[Begin Dataset]

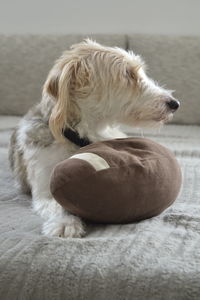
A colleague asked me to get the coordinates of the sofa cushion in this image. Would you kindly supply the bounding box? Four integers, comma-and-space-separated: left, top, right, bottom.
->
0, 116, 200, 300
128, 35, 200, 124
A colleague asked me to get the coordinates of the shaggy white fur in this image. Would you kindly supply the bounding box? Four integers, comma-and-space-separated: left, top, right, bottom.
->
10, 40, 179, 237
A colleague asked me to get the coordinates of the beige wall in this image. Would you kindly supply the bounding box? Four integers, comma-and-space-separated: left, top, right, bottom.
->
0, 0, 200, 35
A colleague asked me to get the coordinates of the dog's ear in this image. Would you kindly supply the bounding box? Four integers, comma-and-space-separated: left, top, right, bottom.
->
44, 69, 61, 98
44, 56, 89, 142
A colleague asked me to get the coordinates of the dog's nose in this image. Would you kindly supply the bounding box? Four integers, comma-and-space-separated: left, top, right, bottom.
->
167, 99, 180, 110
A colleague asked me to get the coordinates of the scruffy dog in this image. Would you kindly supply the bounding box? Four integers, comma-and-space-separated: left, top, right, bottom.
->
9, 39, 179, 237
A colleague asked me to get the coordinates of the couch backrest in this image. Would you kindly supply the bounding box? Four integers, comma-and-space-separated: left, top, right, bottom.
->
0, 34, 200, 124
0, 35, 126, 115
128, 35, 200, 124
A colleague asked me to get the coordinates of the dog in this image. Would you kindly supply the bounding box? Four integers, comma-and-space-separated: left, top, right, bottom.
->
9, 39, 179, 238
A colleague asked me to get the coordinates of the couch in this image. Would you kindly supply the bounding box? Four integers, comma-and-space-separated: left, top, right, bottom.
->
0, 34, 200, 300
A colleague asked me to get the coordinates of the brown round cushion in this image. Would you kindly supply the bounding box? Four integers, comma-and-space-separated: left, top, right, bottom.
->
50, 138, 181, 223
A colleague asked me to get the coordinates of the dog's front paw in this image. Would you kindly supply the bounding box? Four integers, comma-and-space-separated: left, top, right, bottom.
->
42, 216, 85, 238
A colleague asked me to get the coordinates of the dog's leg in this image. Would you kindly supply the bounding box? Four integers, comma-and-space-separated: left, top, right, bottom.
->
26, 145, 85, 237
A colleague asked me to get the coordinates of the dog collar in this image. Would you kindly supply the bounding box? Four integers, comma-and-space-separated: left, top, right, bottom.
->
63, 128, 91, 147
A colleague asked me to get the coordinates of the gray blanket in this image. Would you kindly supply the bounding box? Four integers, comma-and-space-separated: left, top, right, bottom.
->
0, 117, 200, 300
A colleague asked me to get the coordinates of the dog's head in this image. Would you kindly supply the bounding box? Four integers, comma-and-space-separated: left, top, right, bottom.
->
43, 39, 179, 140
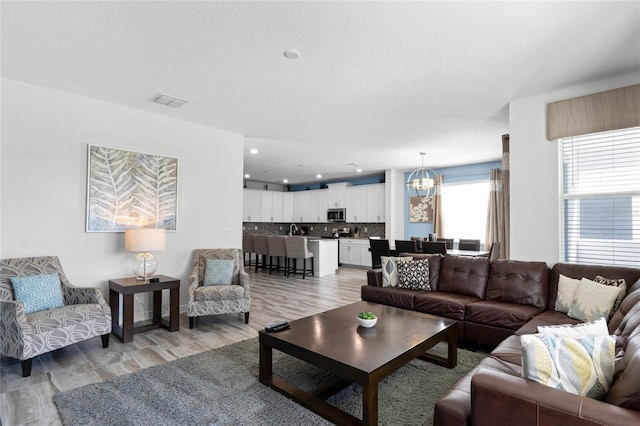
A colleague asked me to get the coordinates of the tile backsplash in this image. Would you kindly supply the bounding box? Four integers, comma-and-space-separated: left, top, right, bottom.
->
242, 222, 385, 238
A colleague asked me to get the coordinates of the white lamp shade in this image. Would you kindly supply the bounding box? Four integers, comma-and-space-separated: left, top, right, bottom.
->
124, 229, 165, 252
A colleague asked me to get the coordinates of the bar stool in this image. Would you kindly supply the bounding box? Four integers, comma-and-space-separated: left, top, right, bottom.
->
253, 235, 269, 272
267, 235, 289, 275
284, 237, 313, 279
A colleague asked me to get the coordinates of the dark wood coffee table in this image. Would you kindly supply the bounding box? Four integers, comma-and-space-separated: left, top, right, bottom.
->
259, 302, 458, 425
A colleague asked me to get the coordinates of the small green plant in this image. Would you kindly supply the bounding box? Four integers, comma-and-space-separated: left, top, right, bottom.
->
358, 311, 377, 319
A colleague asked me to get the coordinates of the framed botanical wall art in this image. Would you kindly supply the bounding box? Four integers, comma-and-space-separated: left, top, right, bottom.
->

[End Dataset]
[Begin Dataset]

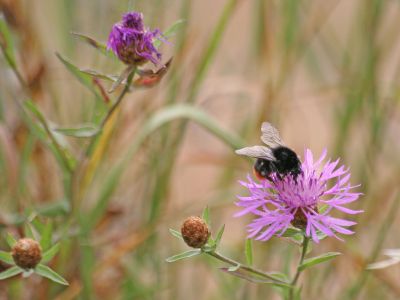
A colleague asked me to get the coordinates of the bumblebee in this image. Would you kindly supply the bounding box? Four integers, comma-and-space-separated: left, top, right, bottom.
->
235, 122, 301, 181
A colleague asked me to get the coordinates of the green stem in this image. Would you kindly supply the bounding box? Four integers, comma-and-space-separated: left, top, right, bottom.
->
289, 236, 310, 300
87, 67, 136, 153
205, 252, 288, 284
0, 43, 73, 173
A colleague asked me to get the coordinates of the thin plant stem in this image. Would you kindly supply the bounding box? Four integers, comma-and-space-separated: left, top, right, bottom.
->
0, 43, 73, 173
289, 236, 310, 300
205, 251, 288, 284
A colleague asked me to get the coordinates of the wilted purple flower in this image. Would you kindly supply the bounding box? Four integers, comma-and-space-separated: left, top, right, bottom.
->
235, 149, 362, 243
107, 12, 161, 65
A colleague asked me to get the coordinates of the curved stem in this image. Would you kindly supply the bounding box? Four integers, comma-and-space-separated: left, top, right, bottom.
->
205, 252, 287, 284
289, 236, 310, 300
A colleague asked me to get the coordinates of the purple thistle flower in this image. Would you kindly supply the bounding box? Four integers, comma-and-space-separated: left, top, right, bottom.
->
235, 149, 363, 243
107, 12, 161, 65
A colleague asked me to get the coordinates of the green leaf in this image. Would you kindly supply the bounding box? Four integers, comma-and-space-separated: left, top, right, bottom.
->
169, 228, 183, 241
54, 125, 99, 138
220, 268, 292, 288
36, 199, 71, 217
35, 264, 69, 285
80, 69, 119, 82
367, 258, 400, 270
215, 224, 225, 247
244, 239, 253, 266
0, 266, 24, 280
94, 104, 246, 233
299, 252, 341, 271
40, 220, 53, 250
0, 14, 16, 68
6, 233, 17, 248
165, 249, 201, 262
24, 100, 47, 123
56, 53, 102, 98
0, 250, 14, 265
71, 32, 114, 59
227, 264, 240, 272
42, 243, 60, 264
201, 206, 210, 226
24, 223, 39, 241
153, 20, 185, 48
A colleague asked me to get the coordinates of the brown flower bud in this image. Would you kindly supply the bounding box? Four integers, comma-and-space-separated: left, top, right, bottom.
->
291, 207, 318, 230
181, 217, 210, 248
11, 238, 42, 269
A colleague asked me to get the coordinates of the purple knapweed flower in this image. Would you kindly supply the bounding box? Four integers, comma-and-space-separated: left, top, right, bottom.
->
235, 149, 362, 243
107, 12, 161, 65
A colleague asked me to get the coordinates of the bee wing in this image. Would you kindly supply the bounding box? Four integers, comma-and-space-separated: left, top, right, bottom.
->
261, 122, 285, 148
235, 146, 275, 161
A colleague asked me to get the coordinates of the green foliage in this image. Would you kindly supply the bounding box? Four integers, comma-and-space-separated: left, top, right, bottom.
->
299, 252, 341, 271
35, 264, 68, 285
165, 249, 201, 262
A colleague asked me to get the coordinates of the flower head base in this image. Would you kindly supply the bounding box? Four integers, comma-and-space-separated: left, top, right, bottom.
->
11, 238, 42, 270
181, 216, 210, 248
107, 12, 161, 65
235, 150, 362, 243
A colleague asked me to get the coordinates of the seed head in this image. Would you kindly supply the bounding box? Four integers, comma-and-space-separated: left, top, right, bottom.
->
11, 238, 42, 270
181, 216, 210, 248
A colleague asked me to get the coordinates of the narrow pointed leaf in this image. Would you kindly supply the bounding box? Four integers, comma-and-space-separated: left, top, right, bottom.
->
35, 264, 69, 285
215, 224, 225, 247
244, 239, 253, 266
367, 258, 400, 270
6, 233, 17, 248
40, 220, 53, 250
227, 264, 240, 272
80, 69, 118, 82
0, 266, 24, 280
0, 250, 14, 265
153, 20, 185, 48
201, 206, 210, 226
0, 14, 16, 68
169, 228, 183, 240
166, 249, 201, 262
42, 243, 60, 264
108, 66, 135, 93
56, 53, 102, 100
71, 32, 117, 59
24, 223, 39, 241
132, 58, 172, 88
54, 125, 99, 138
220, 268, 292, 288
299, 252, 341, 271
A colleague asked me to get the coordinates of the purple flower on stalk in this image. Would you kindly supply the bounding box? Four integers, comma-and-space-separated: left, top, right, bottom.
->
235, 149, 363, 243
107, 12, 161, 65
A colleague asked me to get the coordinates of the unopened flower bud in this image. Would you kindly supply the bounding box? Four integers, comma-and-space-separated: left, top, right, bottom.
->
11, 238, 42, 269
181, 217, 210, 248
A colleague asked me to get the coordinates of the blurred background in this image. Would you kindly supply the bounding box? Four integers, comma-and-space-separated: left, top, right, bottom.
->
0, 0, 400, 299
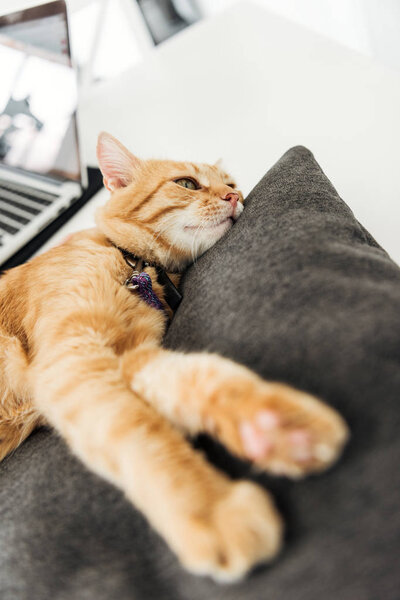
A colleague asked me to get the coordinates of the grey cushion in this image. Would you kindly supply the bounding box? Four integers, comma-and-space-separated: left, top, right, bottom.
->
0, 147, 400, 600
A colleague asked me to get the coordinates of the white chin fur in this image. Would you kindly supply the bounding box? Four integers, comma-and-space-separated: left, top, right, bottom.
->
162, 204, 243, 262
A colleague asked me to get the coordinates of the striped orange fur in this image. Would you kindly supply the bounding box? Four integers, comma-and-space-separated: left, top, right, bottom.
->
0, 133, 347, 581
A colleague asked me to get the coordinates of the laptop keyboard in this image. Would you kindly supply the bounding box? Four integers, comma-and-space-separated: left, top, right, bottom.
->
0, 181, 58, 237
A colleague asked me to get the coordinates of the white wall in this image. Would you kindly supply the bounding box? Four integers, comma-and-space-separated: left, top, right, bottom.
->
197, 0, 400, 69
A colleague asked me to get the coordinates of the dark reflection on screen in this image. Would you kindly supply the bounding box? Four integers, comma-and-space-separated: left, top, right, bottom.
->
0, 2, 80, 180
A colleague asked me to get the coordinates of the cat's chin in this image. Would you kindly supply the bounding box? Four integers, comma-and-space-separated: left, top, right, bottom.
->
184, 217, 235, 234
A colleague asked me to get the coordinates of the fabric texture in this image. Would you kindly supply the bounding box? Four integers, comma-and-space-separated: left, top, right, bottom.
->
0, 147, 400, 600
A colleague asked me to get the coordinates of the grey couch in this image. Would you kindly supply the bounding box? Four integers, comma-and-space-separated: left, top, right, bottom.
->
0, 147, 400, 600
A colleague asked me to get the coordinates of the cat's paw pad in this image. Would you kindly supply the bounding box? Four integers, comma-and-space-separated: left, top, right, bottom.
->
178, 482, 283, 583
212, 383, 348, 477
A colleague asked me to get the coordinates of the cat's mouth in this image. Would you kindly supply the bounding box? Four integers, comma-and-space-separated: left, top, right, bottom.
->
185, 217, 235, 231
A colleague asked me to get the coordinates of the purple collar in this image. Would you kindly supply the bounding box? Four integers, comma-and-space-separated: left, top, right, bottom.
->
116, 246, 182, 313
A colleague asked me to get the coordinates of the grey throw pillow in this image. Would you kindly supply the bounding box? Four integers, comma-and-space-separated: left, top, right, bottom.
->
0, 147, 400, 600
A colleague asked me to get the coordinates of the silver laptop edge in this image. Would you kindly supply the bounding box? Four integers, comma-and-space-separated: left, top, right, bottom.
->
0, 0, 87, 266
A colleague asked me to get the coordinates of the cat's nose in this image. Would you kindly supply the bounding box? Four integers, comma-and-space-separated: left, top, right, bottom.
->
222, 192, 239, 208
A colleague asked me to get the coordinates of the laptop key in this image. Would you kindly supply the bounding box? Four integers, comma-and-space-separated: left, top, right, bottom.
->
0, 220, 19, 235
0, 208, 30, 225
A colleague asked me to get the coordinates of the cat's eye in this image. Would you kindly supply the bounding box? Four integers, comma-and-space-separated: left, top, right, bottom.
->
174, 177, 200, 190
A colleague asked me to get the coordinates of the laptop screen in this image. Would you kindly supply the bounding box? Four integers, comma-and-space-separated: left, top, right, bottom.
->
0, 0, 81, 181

[End Dataset]
[Begin Dataset]

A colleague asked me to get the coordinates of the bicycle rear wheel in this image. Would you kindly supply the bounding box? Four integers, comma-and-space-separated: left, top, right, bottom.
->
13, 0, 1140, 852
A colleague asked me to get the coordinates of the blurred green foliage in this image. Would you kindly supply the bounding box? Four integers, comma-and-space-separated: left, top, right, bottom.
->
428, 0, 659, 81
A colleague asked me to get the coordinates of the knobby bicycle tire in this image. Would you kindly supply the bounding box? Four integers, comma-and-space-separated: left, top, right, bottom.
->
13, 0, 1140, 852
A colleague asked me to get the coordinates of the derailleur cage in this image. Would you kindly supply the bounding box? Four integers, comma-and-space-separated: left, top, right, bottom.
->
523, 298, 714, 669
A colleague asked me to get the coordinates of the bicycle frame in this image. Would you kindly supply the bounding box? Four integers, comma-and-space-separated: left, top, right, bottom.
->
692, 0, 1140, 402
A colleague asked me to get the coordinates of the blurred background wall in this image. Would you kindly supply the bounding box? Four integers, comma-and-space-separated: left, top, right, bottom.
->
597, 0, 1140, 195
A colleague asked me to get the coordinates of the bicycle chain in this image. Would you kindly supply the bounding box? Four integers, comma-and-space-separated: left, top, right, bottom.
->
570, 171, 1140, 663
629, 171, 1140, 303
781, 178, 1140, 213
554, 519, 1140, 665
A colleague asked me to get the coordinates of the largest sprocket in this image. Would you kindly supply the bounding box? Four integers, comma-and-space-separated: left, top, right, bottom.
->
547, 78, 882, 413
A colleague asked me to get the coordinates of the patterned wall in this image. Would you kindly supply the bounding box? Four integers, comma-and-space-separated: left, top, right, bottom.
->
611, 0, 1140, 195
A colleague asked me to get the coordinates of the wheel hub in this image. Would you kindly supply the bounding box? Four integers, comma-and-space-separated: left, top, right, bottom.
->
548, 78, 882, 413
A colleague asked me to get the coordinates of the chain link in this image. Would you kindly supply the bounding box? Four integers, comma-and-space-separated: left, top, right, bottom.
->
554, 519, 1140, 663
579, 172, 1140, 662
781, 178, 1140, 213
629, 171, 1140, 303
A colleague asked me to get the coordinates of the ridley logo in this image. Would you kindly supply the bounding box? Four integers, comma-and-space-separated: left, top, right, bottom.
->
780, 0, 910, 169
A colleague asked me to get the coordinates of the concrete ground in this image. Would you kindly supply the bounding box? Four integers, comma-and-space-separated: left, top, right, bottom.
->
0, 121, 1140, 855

[End Dataset]

**Work required**
Replace "colleague" with "coworker" in the rows from the line with "the laptop keyboard" to the line with "0, 2, 80, 180". Return only those lines, leaving everything else in them unchanged.

**Final answer**
A coworker asked me to get the coordinates of the laptop keyboard in this image. Would you kindly supply the bounding box? Four integers, comma-and-space-separated: left, top, right, bottom.
->
0, 181, 58, 237
A coworker asked me to get the coordinates of the white wall in this image. Would you kindly supply the bounding box? Four integers, comma-and-space-separated: left, top, right, bottom.
->
197, 0, 400, 69
A coworker asked me to get the coordinates of the dark reflection on screen in this image. Would you kindly supply the bounding box? Four integers, comma-and-space-separated: left, top, right, bottom.
->
0, 2, 80, 180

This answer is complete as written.